------ 抜粋 ------

一方で、海外ニュースや経済誌等では当時の麻生総理大臣や中川財務大臣は総じて高評価であったように思う。
この乖離はどこから来るのだろう。
偶然に本書を手にしなければ、小さな疑問のまま、何も知らないまま、忘れてしまうところだった。
大衆を踊らせるのは、大手メディアの上層部。民間人でありながら政治に多大な影響を与えられる、この稀有な地位(p226)よ。そして大臣の失脚を仕掛け、自らの出世につなげる官僚の権力の強大さ。
「国家の仕組みなど、有史以前から現在まで、何も変わってはいない」(p208)
事件より何よりも、人の所業と思えぬことを平気で成しうる"権力者"の存在する事実。
恐ろしいことだ。

------

## 練習問題
**a.** 抜粋の中で「大臣」という語を含む語句を、出てくる順にすべて書き出してください。
**b.** 抜粋によると、海外ニュースや経済誌等では、当時の麻生総理大臣や中川財務大臣はどのように評価されていたと思われていますか。
**c.** 抜粋の「この乖離はどこから来るのだろう。」から「つなげる官僚の権力の強大さ。」までを、一字も変えずに書き写してください。

------ 資料の抜粋 ------

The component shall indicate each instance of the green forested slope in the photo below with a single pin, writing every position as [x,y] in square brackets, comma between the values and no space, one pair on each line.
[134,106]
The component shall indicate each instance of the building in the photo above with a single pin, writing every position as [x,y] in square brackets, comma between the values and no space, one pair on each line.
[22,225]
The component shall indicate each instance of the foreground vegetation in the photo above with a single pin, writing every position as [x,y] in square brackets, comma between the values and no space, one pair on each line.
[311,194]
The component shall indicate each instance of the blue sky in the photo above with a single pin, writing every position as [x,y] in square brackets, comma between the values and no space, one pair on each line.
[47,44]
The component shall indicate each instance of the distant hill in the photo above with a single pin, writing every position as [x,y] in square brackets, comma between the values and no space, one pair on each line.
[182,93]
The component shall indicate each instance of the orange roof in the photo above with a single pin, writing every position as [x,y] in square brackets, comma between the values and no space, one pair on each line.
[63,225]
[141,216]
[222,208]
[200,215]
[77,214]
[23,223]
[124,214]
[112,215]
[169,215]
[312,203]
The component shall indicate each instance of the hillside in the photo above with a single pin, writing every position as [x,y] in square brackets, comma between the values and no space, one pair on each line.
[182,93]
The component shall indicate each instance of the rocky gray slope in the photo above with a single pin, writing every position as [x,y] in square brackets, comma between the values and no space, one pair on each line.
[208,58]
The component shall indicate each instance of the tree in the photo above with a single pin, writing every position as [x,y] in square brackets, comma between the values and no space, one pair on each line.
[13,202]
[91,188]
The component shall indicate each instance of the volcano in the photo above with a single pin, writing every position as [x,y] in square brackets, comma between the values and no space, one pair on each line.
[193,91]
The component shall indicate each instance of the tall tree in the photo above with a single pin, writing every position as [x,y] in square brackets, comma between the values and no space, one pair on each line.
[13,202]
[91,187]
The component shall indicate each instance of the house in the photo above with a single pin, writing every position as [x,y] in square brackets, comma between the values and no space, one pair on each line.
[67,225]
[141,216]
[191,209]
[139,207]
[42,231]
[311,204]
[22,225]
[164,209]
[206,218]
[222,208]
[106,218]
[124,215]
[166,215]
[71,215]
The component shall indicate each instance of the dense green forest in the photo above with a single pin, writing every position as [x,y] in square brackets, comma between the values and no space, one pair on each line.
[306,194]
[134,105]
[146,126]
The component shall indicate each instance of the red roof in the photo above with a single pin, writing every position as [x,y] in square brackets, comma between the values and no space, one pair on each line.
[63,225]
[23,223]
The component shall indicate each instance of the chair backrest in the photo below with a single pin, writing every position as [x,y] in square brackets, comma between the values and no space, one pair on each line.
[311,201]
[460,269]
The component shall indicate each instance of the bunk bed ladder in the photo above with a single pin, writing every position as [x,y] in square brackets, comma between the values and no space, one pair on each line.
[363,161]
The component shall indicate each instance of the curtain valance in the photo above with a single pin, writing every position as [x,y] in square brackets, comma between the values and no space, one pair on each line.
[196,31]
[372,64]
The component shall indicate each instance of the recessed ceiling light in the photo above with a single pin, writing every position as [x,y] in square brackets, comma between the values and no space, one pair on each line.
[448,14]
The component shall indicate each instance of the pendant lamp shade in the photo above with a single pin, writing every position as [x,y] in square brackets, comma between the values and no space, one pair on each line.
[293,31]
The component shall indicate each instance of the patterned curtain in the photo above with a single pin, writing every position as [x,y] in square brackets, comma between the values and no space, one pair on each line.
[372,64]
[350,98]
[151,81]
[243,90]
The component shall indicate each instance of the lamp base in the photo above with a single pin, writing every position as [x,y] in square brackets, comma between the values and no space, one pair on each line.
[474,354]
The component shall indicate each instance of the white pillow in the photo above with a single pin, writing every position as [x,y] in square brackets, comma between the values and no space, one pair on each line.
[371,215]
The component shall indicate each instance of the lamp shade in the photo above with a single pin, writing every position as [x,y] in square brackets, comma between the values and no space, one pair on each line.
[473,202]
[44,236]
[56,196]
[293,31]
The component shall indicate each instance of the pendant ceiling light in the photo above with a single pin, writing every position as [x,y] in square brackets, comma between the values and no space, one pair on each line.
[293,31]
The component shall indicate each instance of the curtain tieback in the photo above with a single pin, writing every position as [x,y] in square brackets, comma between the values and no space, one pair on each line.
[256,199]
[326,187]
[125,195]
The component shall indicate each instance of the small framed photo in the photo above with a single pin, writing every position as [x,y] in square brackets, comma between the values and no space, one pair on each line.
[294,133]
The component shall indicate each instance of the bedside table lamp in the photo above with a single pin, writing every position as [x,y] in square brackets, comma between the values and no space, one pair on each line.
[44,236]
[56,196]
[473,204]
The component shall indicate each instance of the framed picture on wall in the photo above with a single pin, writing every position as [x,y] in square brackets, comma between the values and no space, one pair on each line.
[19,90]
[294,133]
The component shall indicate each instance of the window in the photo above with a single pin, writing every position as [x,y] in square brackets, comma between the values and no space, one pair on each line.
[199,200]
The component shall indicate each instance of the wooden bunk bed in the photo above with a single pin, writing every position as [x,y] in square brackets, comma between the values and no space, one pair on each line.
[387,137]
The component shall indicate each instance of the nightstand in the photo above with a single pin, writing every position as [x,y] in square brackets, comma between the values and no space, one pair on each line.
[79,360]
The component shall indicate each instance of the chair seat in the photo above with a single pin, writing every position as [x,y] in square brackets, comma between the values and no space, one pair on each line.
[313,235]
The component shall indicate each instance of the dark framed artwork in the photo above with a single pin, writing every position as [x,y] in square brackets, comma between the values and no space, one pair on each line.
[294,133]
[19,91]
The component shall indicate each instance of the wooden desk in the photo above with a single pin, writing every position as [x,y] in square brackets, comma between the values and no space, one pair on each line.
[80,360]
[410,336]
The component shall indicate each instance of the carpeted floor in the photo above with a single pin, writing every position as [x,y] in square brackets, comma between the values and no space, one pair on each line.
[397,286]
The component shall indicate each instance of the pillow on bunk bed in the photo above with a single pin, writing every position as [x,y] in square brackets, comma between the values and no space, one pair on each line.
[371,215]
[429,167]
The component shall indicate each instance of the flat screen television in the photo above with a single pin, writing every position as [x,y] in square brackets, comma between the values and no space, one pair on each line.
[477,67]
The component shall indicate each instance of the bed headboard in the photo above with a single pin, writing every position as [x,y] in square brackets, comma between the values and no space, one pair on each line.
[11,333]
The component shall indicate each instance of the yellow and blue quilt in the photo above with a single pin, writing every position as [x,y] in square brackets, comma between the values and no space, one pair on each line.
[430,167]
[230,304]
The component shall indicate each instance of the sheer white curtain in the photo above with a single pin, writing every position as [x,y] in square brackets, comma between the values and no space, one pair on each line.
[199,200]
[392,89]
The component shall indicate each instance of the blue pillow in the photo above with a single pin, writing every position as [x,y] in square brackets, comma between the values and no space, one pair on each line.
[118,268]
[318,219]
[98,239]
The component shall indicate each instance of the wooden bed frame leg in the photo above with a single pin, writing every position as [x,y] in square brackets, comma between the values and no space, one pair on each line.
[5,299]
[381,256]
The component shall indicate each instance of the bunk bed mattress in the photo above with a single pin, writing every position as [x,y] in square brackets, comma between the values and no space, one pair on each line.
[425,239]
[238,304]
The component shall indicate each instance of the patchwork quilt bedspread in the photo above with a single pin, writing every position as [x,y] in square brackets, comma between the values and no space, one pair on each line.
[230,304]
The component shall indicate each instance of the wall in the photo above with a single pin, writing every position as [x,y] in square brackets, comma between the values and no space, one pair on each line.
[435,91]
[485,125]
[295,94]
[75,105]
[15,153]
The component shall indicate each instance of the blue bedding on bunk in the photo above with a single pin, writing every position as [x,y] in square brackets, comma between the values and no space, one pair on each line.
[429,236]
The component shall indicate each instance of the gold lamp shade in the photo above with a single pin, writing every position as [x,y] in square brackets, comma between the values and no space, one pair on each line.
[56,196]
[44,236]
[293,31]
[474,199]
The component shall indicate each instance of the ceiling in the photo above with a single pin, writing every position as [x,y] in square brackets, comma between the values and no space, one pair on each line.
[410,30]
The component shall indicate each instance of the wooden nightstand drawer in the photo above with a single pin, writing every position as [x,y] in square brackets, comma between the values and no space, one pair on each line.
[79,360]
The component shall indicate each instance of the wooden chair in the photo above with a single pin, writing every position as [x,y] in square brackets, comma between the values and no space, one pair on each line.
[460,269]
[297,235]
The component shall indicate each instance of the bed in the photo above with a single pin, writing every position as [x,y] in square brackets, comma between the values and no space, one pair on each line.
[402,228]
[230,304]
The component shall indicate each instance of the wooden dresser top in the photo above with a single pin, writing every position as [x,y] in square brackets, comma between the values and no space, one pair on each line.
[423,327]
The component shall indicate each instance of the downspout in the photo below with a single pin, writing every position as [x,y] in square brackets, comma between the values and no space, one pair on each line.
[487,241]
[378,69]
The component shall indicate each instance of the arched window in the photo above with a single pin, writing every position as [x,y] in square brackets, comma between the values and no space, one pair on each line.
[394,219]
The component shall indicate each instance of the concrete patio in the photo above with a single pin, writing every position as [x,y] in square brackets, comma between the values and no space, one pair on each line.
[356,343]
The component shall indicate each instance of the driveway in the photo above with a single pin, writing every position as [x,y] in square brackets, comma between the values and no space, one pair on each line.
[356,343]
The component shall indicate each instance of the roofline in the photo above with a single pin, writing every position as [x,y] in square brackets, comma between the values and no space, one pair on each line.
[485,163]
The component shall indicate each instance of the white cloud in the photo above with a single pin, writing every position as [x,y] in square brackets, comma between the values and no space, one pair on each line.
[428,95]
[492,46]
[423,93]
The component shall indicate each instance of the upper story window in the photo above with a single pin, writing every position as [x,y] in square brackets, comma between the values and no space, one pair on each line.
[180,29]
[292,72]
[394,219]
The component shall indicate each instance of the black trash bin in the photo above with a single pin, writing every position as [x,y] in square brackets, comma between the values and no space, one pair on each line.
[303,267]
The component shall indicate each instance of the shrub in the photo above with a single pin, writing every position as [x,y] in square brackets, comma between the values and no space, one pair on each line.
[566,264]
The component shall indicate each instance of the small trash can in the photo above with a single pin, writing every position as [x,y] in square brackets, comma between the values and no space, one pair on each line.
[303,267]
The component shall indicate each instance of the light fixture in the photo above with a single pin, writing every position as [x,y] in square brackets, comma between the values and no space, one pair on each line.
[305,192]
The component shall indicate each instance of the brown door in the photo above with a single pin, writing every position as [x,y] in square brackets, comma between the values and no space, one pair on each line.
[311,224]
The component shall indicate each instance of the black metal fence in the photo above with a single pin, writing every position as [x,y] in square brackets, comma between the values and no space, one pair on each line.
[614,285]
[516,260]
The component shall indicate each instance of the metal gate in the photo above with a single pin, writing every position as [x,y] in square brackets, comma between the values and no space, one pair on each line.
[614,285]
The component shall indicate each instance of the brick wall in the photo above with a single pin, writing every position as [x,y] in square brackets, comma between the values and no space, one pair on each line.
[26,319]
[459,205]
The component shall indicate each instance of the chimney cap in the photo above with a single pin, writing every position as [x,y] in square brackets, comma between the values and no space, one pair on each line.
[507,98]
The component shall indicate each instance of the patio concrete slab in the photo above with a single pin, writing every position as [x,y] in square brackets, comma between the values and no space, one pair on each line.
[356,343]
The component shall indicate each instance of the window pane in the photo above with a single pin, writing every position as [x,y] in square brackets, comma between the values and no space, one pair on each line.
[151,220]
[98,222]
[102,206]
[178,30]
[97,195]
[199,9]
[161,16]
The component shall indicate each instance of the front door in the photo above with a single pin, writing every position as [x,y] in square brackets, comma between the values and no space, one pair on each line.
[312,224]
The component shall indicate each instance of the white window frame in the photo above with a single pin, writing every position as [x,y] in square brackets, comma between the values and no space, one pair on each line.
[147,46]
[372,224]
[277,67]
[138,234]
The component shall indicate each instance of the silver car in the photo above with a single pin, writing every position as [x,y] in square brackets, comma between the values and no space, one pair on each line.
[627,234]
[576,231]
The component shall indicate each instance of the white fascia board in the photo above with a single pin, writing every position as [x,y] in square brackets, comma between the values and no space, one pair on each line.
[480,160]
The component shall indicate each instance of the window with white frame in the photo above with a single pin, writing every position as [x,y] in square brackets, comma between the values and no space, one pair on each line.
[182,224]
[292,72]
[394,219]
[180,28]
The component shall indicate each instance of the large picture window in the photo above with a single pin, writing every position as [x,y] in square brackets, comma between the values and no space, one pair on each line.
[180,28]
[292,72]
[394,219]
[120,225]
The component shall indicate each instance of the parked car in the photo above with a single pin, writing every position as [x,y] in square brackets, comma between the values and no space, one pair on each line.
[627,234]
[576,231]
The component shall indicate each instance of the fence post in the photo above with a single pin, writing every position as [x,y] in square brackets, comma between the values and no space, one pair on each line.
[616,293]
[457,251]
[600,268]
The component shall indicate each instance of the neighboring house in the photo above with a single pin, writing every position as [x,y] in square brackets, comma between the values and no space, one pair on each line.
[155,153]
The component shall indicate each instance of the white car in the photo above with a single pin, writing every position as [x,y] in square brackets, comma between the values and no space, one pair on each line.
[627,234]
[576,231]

------

## 解答
**a.** 「麻生総理大臣」「中川財務大臣」「大臣の失脚」

**b.** 総じて高評価だったと思われています。

**c.**
この乖離はどこから来るのだろう。
偶然に本書を手にしなければ、小さな疑問のまま、何も知らないまま、忘れてしまうところだった。
大衆を踊らせるのは、大手メディアの上層部。民間人でありながら政治に多大な影響を与えられる、この稀有な地位(p226)よ。そして大臣の失脚を仕掛け、自らの出世につなげる官僚の権力の強大さ。